[Source text start]

Follow these ten steps for guaranteed goal achievement.
At the beginning of the year I encouraged my readers to set the resolution of reading Leo Tolstoy’s magnum opus, “War and Peace”. It’s one of the goals that I set for myself this year, and I’m doing very well with it. I sat down to analyze the process that I’m using to work on this goal, and I came up with a ten-step process which can be applied to any goal.
I explain the ten-step process below in case anyone out there needs some help keeping up with their goals and resolutions. I’m also going to use this analysis to modify my approach for a couple of other goals that aren’t coming along so well.
So, without further ado, below you’ll find ten steps for guaranteed goal achievement.
1. Choose a Goal That Motivates You.
One of the key elements of successful goal achievement is motivation. When you set a goal, make sure that it’s important to you, and that it has value. That is, the goal must have clearly defined benefits. In addition, the goal should be relevant to your life’s bigger picture. When you set a goal make sure that you’re highly motivated to achieve that goal by doing the following:
- Ask yourself if you feel pushed to set the goal based on the expectations of others, or if it’s something that you feel pulled to do based on your own needs, wants, and aspirations. Obviously, you want to make sure that your goal falls into the second group.

[Source text end]

● Directives:
- 1) Starting with "At the beginning" and going on through "to any goal.", give the goal-setting article again with "magnum opus" switched to "greatest novel".
- 2) Based on the goal-setting article, answer yes or no to each statement and quote the deciding words: (a) The writer reports doing very well with the goal of reading "War and Peace." (b) The writer's process has twelve steps. (c) A goal you feel pushed to set because of others' expectations is the kind you want.

[Data supplied start]

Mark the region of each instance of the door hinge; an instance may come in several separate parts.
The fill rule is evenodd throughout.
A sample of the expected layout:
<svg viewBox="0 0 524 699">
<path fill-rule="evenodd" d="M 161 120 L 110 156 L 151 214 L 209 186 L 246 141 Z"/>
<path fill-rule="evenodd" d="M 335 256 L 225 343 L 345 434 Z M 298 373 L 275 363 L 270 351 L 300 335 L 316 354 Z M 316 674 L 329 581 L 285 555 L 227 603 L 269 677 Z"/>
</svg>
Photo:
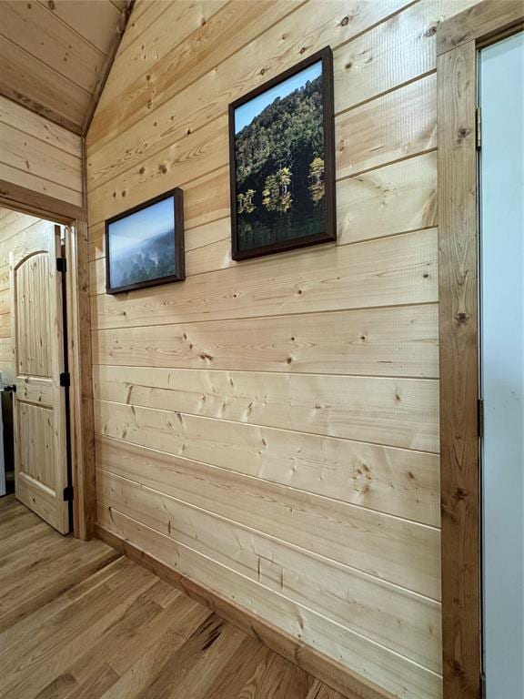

[Data supplied end]

● Exercise solutions:
- 1)
At the beginning of the year I encouraged my readers to set the resolution of reading Leo Tolstoy’s greatest novel, “War and Peace”. It’s one of the goals that I set for myself this year, and I’m doing very well with it. I sat down to analyze the process that I’m using to work on this goal, and I came up with a ten-step process which can be applied to any goal.

- 2)
(a) Yes: "I’m doing very well with it."
(b) No: "I came up with a ten-step process which can be applied to any goal."
(c) No: "Obviously, you want to make sure that your goal falls into the second group."